+++ Data provided
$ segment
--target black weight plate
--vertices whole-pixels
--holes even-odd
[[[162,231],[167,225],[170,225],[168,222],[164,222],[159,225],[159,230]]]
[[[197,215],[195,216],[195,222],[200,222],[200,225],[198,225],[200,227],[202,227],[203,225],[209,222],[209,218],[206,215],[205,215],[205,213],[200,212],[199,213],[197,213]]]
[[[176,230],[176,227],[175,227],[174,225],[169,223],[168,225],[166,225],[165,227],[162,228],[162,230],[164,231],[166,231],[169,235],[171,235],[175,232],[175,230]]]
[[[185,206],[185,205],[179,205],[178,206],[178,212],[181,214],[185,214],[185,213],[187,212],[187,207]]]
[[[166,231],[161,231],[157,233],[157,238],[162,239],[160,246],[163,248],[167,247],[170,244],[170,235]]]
++++++
Rewrite the lines of the records above as a JSON list of strings, with one string per line and no blank lines.

[
  "$ segment",
  "--target black weight plate",
  "--vertices whole-pixels",
  "--holes even-odd",
  "[[[162,231],[167,225],[170,225],[168,222],[164,222],[159,225],[159,230]]]",
  "[[[197,215],[195,216],[195,222],[200,222],[200,225],[198,225],[200,227],[202,227],[203,225],[209,222],[209,218],[206,215],[205,215],[205,213],[200,212],[199,213],[197,213]]]",
  "[[[176,230],[176,227],[175,227],[174,225],[169,223],[168,225],[166,225],[165,227],[162,228],[162,230],[164,231],[166,231],[169,235],[171,235],[175,232],[175,230]]]",
  "[[[185,206],[185,205],[179,205],[178,206],[178,212],[181,214],[185,214],[185,213],[187,212],[187,207]]]",
  "[[[166,231],[161,231],[157,233],[157,238],[162,239],[160,246],[163,248],[167,247],[170,244],[170,235]]]"
]